WORK REQUIRED: Pull out every line of the records below that contains the word "tree". Case counts.

++++

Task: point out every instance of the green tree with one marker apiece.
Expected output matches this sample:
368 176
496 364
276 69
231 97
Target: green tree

++++

EXPECTED OUTPUT:
Task: point out every instance of the green tree with one marker apiece.
Target: green tree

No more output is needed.